What i did with my fry(who are now almost 6 weeks old) i left the water alone until they were 2 weeks old, all i did was take some of the water and checked the levels (nitrate,etc) at my work (pet store). Once they were two weeks i started taking about a bucketful of water out (50%) using a Syphon. Its almosy impossible not to suck the babies out so dont worry! I would take the water from the bucket out cup by cup to make sure i didnt dump any babies! Then it is VERY important you try to match up the same temperatures!!! So i run my water put a thermometer under it and just figure out the same temp as in the tank. Then i put water conditioner in let it sit for a couple mins and then cup by cup i put new water in the tank. Its a bit harsh because of the waterflow from the cup but the fry are ok only takes less than 2 mins, worked for me. Just try to make sure your room is fairly warm when u open your tank lid otherwise people have suggested other ways where you wrap your tank and poke holes for the syphon so you dont let any cold air in the tank and possibly kill the fry


----------



## animallover4lyfe (Jul 7, 2010)

I was doing water changes i think every other day or so (depending on what your feeding and how often) but once they were 3-4 weeks i started doing water changes everyday. Now i feed about 5 times a day and change their water everyday in a 10 gallon. Im putting them in a 20 gallon long in a couple days


----------



## Gloria (Sep 22, 2011)

When you say you feed them 3-4 times a day. Is this throughout the 24hours of the entire day? Or just the 12ish hours you are awake?


----------



## Ritingyou (Sep 3, 2011)

Thanks! I'll make sure to remember to do that when its time to do a water change. (Which will be in about 2 days.. yikes!) But I will probably get stuck using a turkey baster to get everything off the bottom then a cup to get extra floating dirty water out. Just to be on the safe side  

It will be a bit tricky getting the same water temperature.... guess I'll have to mess around with the hot and cold water.. hmmmmm


----------



## animallover4lyfe (Jul 7, 2010)

Nope just the hours im awake. It depeds on your fry though, i got to know what mine are like, what they like to eat the most, etc! What i usually do is feed smaller amounts if they eat it i give a little more. But i also do water changes everyday so nothing spoils in the tank. I also drop 1/4 of a cube of frozen baby brine shrimp or what im feeding now frozen daphnia in before i go to sleep, that way they can snack throughout the night.


----------



## Gloria (Sep 22, 2011)

==================================================

→ Request 1: Copy the portion of the fry-care thread starting at "I was doing" and ending at "you are awake?".
→ Request 2: Write out every line of the records below word for word, leaving the pictures out of your answer.

→ Task input:

==================================================

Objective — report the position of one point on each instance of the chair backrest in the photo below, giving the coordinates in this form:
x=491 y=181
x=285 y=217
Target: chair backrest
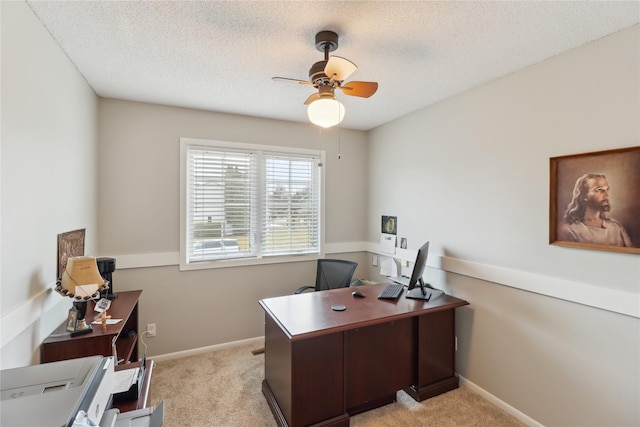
x=334 y=273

==================================================

→ Expected output 1:
I was doing water changes i think every other day or so (depending on what your feeding and how often) but once they were 3-4 weeks i started doing water changes everyday. Now i feed about 5 times a day and change their water everyday in a 10 gallon. Im putting them in a 20 gallon long in a couple days


----------



## Gloria (Sep 22, 2011)

When you say you feed them 3-4 times a day. Is this throughout the 24hours of the entire day? Or just the 12ish hours you are awake?

→ Expected output 2:
Objective — report the position of one point on each instance of the chair backrest in the photo below, giving the coordinates in this form:
x=491 y=181
x=285 y=217
Target: chair backrest
x=334 y=273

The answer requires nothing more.